To do: Every line of the data must be retyped exactly as it stands.

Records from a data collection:
══════════════════════════════
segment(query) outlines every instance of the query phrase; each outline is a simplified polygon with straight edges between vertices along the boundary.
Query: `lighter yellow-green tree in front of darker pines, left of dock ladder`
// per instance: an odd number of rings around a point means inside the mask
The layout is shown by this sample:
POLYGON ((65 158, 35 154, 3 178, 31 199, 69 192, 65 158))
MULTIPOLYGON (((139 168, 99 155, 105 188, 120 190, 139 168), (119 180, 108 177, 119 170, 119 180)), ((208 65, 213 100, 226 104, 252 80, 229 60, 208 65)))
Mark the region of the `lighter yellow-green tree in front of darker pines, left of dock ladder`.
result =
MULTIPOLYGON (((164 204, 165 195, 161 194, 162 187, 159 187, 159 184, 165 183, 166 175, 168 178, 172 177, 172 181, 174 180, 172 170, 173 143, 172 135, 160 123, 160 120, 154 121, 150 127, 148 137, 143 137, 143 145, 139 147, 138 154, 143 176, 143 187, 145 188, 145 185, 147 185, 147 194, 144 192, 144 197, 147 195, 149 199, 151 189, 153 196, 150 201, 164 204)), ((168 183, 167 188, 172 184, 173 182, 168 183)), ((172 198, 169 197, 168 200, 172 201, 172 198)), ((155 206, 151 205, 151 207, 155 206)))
══════════════════════════════
Answer box:
segment(query) outlines every instance of the query phrase; each outline is a simplified polygon with straight edges between vertices along the boundary.
Query: `lighter yellow-green tree in front of darker pines, left of dock ladder`
// per instance: an odd number of rings around a point means inside the mask
The layout is shown by this sample:
POLYGON ((65 158, 35 154, 3 178, 31 199, 69 192, 65 158))
MULTIPOLYGON (((139 168, 99 155, 105 188, 120 190, 139 168), (119 180, 108 177, 119 170, 119 180)), ((208 65, 213 100, 226 104, 252 80, 229 60, 208 65)))
Mark the region of the `lighter yellow-green tree in front of darker pines, left of dock ladder`.
result =
MULTIPOLYGON (((164 204, 165 195, 161 194, 162 187, 159 187, 159 184, 165 183, 166 175, 168 178, 172 177, 172 181, 174 180, 172 170, 173 143, 172 135, 160 123, 160 120, 154 121, 150 127, 148 137, 143 137, 143 145, 139 147, 138 154, 143 176, 143 187, 145 188, 145 185, 147 185, 147 194, 144 192, 144 197, 147 195, 149 199, 151 189, 153 196, 150 201, 164 204)), ((168 183, 167 188, 172 184, 173 182, 168 183)), ((172 198, 169 197, 168 200, 172 201, 172 198)), ((155 206, 151 205, 151 207, 155 206)))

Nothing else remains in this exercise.